Please output only the lines that run from the line containing "Could you please locate the mast" through the end of the material below, exactly.

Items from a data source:
>> Begin

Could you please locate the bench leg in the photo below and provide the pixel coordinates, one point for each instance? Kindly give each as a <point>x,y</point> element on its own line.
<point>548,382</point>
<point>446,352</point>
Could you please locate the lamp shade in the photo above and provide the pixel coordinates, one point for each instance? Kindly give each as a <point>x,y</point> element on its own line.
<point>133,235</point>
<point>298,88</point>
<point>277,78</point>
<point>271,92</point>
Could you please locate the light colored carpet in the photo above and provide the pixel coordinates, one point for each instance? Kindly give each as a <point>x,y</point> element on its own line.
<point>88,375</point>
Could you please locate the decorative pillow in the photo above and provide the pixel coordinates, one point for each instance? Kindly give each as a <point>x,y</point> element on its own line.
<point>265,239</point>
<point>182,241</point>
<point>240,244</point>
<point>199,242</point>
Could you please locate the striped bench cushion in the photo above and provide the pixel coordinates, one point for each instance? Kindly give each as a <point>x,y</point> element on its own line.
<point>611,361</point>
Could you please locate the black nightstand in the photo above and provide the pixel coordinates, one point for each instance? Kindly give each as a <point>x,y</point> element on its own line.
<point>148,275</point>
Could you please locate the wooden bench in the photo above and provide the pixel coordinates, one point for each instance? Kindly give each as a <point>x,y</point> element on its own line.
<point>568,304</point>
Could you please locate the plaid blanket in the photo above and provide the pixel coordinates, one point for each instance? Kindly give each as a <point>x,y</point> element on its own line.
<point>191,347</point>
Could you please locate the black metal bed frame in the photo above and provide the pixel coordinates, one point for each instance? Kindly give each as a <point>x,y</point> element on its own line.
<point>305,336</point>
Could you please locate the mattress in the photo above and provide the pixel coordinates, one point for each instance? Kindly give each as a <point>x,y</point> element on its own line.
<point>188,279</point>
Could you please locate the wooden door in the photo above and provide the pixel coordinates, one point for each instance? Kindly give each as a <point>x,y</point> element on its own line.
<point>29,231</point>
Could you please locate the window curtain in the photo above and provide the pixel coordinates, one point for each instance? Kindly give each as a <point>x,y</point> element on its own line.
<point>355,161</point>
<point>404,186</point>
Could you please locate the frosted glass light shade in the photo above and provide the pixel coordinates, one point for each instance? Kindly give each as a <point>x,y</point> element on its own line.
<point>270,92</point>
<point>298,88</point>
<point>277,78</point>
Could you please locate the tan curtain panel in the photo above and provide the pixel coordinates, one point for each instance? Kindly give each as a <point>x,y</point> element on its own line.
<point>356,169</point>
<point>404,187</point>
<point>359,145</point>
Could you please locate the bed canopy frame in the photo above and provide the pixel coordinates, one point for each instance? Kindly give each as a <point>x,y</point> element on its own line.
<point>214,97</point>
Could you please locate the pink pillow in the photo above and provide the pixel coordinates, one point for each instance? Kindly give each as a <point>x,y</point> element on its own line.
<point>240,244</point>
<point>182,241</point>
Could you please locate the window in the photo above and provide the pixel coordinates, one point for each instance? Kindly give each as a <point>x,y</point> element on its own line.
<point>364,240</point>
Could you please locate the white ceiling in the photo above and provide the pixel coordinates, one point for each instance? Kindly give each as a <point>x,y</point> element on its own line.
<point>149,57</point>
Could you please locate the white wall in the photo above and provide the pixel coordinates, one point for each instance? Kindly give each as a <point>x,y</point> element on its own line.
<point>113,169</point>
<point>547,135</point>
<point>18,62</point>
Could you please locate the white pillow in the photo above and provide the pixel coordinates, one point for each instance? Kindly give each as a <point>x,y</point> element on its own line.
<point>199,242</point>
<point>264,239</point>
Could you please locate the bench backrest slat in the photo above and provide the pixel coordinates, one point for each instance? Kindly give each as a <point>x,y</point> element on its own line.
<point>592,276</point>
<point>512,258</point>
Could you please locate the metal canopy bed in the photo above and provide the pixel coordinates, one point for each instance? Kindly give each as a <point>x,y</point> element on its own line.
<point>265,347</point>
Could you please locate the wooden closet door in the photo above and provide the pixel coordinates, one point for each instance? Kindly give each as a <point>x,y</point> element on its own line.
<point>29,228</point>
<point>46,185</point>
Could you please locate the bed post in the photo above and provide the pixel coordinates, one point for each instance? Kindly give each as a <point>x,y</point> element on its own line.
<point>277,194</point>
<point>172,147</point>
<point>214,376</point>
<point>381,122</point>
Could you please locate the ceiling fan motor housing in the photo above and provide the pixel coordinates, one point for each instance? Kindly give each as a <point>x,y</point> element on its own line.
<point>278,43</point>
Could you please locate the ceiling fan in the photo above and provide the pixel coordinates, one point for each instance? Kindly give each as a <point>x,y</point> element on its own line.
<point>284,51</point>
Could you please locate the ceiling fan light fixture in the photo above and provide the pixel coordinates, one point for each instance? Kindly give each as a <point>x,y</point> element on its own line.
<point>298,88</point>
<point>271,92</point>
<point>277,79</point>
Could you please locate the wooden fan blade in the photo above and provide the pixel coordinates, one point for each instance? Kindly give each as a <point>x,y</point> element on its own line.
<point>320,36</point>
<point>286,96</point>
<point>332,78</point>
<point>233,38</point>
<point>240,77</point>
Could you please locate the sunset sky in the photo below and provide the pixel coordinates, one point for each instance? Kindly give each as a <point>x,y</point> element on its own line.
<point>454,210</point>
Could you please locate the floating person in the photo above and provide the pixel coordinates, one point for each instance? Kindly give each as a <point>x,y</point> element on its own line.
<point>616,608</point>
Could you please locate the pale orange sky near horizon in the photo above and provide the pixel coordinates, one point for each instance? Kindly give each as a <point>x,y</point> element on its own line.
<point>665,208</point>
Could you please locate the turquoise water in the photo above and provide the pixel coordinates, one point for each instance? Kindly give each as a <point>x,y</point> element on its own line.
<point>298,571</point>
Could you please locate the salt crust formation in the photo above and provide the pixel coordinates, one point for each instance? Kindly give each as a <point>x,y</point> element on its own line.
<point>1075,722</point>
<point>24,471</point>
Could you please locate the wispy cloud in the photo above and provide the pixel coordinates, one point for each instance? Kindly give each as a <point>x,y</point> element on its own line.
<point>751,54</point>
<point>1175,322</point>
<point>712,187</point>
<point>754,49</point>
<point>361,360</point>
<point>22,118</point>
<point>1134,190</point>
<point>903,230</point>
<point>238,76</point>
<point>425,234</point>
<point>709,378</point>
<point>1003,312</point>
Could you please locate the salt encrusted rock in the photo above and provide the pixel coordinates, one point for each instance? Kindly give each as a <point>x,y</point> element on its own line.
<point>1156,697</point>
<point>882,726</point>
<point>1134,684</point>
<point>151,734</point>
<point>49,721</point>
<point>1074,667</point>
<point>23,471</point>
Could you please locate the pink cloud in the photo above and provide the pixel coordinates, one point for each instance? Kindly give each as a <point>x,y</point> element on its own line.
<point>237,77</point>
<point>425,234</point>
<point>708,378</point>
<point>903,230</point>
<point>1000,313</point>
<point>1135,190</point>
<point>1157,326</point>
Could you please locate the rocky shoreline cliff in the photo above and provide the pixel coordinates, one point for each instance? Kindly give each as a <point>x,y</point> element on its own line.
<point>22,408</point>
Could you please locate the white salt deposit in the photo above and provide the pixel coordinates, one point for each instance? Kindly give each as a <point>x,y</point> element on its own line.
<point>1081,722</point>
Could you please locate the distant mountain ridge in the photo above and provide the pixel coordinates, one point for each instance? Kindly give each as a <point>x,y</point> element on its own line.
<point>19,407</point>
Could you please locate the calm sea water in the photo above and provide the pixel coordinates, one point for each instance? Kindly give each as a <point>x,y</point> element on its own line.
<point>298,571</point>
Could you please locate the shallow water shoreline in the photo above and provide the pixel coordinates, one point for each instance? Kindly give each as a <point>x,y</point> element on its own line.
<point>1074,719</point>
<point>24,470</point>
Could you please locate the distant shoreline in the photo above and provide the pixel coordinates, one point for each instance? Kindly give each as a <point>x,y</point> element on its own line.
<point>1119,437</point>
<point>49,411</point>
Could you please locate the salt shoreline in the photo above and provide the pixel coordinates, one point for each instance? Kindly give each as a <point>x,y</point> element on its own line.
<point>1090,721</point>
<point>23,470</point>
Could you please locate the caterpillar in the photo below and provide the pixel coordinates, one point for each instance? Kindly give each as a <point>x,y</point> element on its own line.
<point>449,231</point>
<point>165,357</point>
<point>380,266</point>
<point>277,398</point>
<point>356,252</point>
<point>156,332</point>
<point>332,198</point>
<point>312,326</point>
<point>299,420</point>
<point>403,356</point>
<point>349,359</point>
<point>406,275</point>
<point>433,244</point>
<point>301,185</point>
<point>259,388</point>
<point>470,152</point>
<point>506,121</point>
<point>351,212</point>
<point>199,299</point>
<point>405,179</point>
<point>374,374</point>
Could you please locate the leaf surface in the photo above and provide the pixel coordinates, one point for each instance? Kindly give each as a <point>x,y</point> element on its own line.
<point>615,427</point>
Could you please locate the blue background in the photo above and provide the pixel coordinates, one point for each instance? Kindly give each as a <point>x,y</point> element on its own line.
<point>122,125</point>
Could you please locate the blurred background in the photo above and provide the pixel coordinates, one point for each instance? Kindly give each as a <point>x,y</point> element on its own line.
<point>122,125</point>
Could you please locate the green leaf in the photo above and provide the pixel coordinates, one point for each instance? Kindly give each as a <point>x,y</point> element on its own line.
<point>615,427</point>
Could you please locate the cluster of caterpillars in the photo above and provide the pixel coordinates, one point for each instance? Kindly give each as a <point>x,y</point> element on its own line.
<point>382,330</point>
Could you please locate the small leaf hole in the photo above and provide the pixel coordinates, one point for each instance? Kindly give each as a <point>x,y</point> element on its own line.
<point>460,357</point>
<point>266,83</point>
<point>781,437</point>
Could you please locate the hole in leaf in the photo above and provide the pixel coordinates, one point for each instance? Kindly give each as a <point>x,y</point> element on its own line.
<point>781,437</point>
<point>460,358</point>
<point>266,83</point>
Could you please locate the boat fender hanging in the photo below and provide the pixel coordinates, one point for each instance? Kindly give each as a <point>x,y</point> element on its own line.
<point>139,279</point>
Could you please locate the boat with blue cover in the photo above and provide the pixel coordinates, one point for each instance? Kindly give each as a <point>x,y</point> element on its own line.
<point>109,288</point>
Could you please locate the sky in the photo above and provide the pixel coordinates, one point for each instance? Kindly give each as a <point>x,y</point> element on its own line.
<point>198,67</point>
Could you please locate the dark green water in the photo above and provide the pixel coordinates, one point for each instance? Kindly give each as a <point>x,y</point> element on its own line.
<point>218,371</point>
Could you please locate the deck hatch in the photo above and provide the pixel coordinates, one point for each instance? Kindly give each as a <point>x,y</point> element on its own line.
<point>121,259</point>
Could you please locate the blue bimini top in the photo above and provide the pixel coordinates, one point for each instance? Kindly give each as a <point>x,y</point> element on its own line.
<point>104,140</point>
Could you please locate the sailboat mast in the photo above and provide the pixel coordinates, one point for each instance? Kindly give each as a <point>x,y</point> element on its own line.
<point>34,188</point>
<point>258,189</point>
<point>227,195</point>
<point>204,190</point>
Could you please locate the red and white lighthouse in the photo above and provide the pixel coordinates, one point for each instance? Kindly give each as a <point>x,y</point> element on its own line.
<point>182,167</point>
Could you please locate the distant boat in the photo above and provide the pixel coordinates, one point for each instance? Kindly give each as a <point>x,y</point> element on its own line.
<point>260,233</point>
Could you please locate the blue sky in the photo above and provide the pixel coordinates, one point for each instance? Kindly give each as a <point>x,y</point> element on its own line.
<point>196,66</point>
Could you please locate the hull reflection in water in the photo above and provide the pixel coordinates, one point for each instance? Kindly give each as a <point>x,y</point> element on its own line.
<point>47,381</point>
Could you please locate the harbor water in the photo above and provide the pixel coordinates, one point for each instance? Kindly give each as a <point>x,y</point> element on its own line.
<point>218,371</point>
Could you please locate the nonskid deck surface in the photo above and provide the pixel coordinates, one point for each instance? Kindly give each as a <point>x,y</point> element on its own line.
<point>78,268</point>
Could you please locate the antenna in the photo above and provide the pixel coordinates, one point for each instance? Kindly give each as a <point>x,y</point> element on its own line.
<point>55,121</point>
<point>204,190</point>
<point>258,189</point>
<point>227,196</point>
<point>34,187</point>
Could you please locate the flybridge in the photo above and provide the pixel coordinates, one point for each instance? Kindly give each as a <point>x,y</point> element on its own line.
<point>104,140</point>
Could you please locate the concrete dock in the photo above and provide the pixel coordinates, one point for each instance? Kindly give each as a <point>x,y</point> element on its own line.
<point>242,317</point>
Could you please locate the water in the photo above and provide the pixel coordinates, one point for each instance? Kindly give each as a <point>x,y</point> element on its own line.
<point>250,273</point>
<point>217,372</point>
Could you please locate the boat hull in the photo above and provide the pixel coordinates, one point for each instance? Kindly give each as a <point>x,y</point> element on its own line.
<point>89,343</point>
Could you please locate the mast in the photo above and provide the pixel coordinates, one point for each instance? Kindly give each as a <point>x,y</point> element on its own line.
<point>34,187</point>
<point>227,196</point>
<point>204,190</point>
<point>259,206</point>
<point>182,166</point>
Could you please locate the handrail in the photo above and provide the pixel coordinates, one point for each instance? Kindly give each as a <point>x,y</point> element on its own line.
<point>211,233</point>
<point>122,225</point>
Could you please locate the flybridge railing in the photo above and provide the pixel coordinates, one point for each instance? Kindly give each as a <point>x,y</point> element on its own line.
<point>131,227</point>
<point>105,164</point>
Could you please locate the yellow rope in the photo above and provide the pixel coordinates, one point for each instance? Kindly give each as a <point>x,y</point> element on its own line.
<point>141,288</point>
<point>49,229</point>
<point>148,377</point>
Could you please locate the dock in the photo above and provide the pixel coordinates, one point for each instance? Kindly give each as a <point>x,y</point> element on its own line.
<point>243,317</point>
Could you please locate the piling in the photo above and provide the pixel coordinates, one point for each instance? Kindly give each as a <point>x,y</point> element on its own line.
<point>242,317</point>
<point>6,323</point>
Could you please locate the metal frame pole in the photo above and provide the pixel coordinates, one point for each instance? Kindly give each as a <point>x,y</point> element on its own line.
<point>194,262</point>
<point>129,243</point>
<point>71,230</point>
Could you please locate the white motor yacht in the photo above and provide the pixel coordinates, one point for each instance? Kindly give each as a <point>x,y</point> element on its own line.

>> End

EXERCISE RESPONSE:
Could you please locate the mast in the photo above and provide the pixel coordinates, one point for each instance? Kindly give each as a <point>x,y</point> element on its own line.
<point>34,187</point>
<point>227,196</point>
<point>204,190</point>
<point>259,206</point>
<point>182,166</point>
Could you please locate the handrail in the photo above and provide the pixel coordinates, one point for each instance? Kindly give each as a <point>x,y</point> element on its own line.
<point>211,233</point>
<point>122,225</point>
Could you please locate the flybridge railing in the photo above and provide the pixel coordinates, one point for each instance? Kindly give each as a <point>x,y</point> element on its own line.
<point>131,227</point>
<point>105,164</point>
Could you please locate the yellow rope in the photo above and provide the pixel coordinates, one point for each instance? Kindly give each as a <point>x,y</point> element on its own line.
<point>141,288</point>
<point>49,229</point>
<point>148,377</point>
Could you please locate the dock in the photo above and provide the pixel coordinates, one point for each instance? Kindly give each as a <point>x,y</point> element on its own line.
<point>243,317</point>
Could you please locate the piling in the photo above and provide the pixel coordinates, one point for each instance? Kindly give each as a <point>x,y</point> element on its own line.
<point>242,317</point>
<point>6,323</point>
Could you please locate the metal frame pole in the photo above and provide the pixel coordinates, one point for each instance? Kindly give each as a <point>x,y</point> element on its own line.
<point>194,262</point>
<point>129,243</point>
<point>71,230</point>
Could you please locate the white motor yacht in the photo above and provide the pixel coordinates, one point for each instance? Kindly give each as a <point>x,y</point> element on its own line.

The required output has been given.